Às vezes fico pensando no tanto que o mundo melhoraria se as mulheres estivessem predominantes em seu comando. Não mulheres servindo a interesses eminentemente masculinos ou reproduzindo as formas com que os homens exercem o poder, mas mulheres sendo mulheres, com as peculiaridades da potência feminina presentes em sua humanidade.

Esses pensamentos afloram sempre que deparo com atividades em que há mulheres diretamente envolvidas e nas quais percebo a diferença nas atitudes diante do que precisa ser feito, em como fazer e nas relações interpessoais e com o meio ambiente. O mais relevante para essa minha agradável sensação não é o tamanho da atividade, mas o quanto de substância da natureza da mulher está ativo em sua realização.

No sábado passado (3), subi o Maciço de Baturité com a Andréa, cujo trabalho como educadora, que acompanho pelos muitos anos que temos de vida a dois, reforça em mim essa ideia de que o compromisso da sapiência feminina com o que faz tem características especiais, para um encontro com as irmãs Concília, Letícia, Cristiana e Mirtha, seus sorrisos fartos e suas atitudes.

O Sítio Veredas, localizado no município de Mulungu, a 120 km de Fortaleza, com altitude de 800 metros acima do nível do mar, é o lugar onde um legado de café de sombra se revitaliza pela força dessas mulheres. Das quatro, três são muluguenses, e Mirtha, a caçula, é fortalezense, porém com muito tempo de infância ao lado das irmãs no cafezal do avô, Seu Otávio, e da avó, Dona Mundinha, que moravam ali pertinho, no Sítio Humaitá.

Todas são apaixonadas por roça e culinária. Há tempos que a Cristiana largou o trabalho em um banco para atuar com alimentação; experiência que a levou a criar a conceituada confeitaria Flor do Café, em Fortaleza. Enquanto isso, as demais seguiam suas vidas profissionais: Concília trabalhando em uma loja de objetos de arquitetura, Letícia na missão do ensino infantil e Mirtha como representante comercial em Pernambuco.

Com o caos psicossocial e econômico instalado devido à pandemia de covid (2020 a 2022), as quatro irmãs encontraram refúgio na serra. O contato com a roça de café dos avós despertou nelas a vontade de conhecer melhor aquela cultura da qual traziam o aroma em suas memórias afetivas. Passaram, então, a procurar conhecer tudo sobre cafeicultura, desde o cultivo até a preparação do produto a ser saboreado.

Café de sombra no Sítio Veredas, em Mulungu, Ceará.

Dessa circunstância viabilizou-se a compra do Sítio Veredas, como recanto de volta ao contato direto com a terra, e a criação da marca de café Humaitá, que tem Mirtha, Concília e Letícia como empreendedoras, cada qual dando seu jeito para elastecer o tempo a fim de cuidar de toda a produção. Cristiana está junto nessa aventura, e contribui vendendo o Humaitá em sua confeitaria.

(Dados registrados)
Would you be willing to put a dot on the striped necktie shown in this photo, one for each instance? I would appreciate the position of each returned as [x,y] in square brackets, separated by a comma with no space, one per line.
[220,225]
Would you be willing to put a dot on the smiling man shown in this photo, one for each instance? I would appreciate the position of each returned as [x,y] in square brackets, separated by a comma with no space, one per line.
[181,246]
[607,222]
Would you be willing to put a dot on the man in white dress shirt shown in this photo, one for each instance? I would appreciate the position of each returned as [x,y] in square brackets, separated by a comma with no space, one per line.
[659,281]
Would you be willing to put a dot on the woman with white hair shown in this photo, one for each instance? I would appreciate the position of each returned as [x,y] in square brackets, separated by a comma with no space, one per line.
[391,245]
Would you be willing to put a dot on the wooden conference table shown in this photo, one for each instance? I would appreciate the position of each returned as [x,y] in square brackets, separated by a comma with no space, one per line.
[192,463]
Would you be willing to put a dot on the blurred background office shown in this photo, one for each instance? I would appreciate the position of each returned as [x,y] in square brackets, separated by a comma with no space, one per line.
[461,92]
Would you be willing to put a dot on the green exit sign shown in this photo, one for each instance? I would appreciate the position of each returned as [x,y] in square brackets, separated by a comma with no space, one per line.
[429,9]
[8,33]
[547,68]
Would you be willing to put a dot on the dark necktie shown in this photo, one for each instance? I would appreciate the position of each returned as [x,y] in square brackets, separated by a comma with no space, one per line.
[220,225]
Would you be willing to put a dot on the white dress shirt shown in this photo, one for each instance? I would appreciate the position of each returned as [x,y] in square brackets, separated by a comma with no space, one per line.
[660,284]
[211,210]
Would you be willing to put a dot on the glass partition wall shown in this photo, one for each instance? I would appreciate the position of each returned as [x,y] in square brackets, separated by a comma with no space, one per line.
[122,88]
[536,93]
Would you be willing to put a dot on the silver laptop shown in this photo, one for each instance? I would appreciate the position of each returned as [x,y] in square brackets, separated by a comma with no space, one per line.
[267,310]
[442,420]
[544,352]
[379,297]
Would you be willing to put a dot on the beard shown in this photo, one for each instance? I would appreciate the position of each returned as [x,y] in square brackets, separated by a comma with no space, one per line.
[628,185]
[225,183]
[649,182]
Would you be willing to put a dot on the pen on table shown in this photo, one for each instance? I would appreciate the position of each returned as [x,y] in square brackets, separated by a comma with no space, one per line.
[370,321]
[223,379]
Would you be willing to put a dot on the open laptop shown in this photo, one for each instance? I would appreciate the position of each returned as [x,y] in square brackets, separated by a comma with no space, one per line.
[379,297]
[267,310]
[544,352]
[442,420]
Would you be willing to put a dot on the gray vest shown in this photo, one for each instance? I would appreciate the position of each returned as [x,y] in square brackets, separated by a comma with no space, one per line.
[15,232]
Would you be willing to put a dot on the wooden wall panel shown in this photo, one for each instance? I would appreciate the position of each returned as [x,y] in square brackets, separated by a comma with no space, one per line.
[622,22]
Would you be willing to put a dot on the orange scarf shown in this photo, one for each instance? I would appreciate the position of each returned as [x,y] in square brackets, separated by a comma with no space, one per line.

(Enunciado da tarefa A) Transcreva do texto sobre o Sítio Veredas a passagem que vai de "No sábado passado" até "e suas atitudes.", inclusive.
(Enunciado da tarefa B) Diga se cada afirmação a seguir está de acordo com o texto sobre o Sítio Veredas, respondendo sim ou não e citando as palavras do texto que decidem a questão: (i) O Sítio Veredas fica a 120 km de Fortaleza. (ii) Cristiana é uma das empreendedoras da marca Humaitá. (iii) Mirtha é a irmã mais velha.

(Resolução do exercício A)
No sábado passado (3), subi o Maciço de Baturité com a Andréa, cujo trabalho como educadora, que acompanho pelos muitos anos que temos de vida a dois, reforça em mim essa ideia de que o compromisso da sapiência feminina com o que faz tem características especiais, para um encontro com as irmãs Concília, Letícia, Cristiana e Mirtha, seus sorrisos fartos e suas atitudes.

(Resolução do exercício B)
(i) Sim: "localizado no município de Mulungu, a 120 km de Fortaleza".
(ii) Não: "que tem Mirtha, Concília e Letícia como empreendedoras".
(iii) Não: "Mirtha, a caçula, é fortalezense".